To do
Please output all the entries word for word, without the pictures.

Stored data
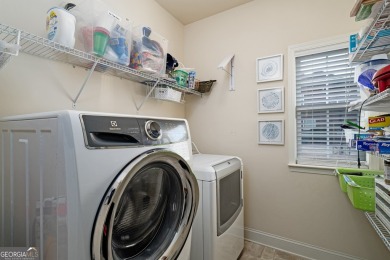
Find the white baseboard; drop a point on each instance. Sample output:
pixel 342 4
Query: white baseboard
pixel 295 247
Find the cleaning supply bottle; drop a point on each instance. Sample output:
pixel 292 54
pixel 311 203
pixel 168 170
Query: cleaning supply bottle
pixel 387 171
pixel 60 25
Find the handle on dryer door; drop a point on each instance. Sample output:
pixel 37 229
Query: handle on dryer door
pixel 105 139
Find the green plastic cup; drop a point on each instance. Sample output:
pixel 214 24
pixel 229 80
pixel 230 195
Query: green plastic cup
pixel 100 40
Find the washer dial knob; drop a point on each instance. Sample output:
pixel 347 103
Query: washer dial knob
pixel 153 130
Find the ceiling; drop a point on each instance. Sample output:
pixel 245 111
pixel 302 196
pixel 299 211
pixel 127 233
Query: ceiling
pixel 189 11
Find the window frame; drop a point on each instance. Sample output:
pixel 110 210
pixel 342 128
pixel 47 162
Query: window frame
pixel 294 51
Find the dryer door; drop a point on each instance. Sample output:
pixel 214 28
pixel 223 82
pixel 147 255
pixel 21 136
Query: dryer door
pixel 148 211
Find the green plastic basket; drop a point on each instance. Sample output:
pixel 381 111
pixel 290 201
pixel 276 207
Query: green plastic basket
pixel 361 191
pixel 349 171
pixel 181 77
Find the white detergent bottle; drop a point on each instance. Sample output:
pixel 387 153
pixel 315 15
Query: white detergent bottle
pixel 60 25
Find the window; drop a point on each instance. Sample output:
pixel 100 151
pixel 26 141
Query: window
pixel 323 85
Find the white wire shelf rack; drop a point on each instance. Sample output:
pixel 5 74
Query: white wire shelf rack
pixel 44 48
pixel 373 42
pixel 379 103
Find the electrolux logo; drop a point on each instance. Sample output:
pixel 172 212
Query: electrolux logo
pixel 114 126
pixel 18 253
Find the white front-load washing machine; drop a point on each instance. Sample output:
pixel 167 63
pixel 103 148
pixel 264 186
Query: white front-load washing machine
pixel 218 229
pixel 82 185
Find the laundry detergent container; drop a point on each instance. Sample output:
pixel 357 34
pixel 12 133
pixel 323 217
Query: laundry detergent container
pixel 357 173
pixel 102 31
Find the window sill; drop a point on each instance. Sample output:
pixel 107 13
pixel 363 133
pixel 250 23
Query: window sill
pixel 311 169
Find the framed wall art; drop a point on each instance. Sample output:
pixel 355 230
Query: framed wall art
pixel 269 68
pixel 271 132
pixel 270 100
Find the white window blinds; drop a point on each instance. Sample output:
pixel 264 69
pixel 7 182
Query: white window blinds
pixel 324 87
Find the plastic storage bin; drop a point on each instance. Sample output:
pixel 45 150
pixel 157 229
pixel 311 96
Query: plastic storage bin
pixel 181 77
pixel 361 191
pixel 101 32
pixel 149 51
pixel 166 93
pixel 356 172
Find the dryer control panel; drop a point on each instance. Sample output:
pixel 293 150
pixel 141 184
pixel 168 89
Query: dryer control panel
pixel 113 131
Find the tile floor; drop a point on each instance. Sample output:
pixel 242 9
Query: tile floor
pixel 254 251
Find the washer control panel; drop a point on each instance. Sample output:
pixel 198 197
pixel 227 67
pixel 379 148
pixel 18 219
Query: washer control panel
pixel 113 131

Solution for this problem
Find the white baseboard; drop a point on each instance. Sample output:
pixel 342 4
Query: white baseboard
pixel 295 247
Find the cleaning supply bottle; drop a point on each instance. Sample output:
pixel 292 54
pixel 311 203
pixel 168 170
Query: cleaning supply bottle
pixel 387 171
pixel 60 25
Find the handle on dryer door; drop a point on each instance. Sample output:
pixel 37 229
Query: handle on dryer door
pixel 105 139
Find the green plastic cup; drop a point on each instance. Sample output:
pixel 214 24
pixel 229 80
pixel 230 195
Query: green plastic cup
pixel 100 40
Find the washer dial knob; drop a point on each instance. Sample output:
pixel 347 103
Query: washer dial knob
pixel 153 130
Find the ceiling; drop a point on each instance. Sample output:
pixel 245 111
pixel 302 196
pixel 299 211
pixel 127 233
Query: ceiling
pixel 189 11
Find the window frame; drop a point on each instance. Sample output:
pixel 110 210
pixel 342 128
pixel 47 162
Query: window frame
pixel 294 51
Find the dryer door; drop a point on each instance. Sample output:
pixel 214 28
pixel 223 82
pixel 147 255
pixel 21 136
Query: dryer door
pixel 148 211
Find the green plastic basket; drop a point on each instance. Sample output:
pixel 381 111
pixel 290 201
pixel 276 207
Query: green plastic basket
pixel 361 191
pixel 349 171
pixel 181 77
Find the white detergent bottle; drop a point on each instance. Sample output:
pixel 387 153
pixel 315 15
Query: white detergent bottle
pixel 60 25
Find the window; drop a point on each instance. Sample output:
pixel 100 151
pixel 26 141
Query: window
pixel 323 85
Find the white wire shelf rack; drop a point on each instance. Sample output:
pixel 5 74
Query: white wire shelf rack
pixel 44 48
pixel 373 42
pixel 379 103
Find the electrolux logo; drop a point on each instance. Sample output:
pixel 172 212
Query: electrolux logo
pixel 114 126
pixel 18 253
Find the white front-load washing machine; drop a point on each instance. Sample output:
pixel 167 63
pixel 103 148
pixel 264 186
Query: white front-load washing machine
pixel 218 229
pixel 82 185
Find the laundry detergent container; drop a point on each instance. Sample output:
pixel 357 34
pixel 12 133
pixel 323 217
Query: laundry detergent container
pixel 357 173
pixel 102 31
Find the window sill; drop a point on each instance. Sample output:
pixel 107 13
pixel 363 133
pixel 250 23
Query: window sill
pixel 311 169
Find the framed wall art; drop a point on each instance. Sample output:
pixel 355 230
Query: framed wall art
pixel 269 68
pixel 271 132
pixel 270 100
Find the white window blinds; drop a point on each instance. Sample output:
pixel 264 69
pixel 7 182
Query: white window blinds
pixel 324 87
Find the plastic storage bin; drop a point on each instance. Sample output:
pixel 45 150
pixel 157 229
pixel 311 96
Query: plastic storage bin
pixel 181 77
pixel 361 191
pixel 101 32
pixel 149 51
pixel 166 93
pixel 356 172
Find the dryer control panel; drop a point on each instance. Sample output:
pixel 293 150
pixel 141 184
pixel 168 89
Query: dryer control panel
pixel 113 131
Find the tile floor; drop a point on each instance. Sample output:
pixel 242 9
Query: tile floor
pixel 254 251
Find the washer control panel; drop a point on each instance. Sample output:
pixel 198 197
pixel 227 67
pixel 379 148
pixel 18 219
Query: washer control panel
pixel 113 131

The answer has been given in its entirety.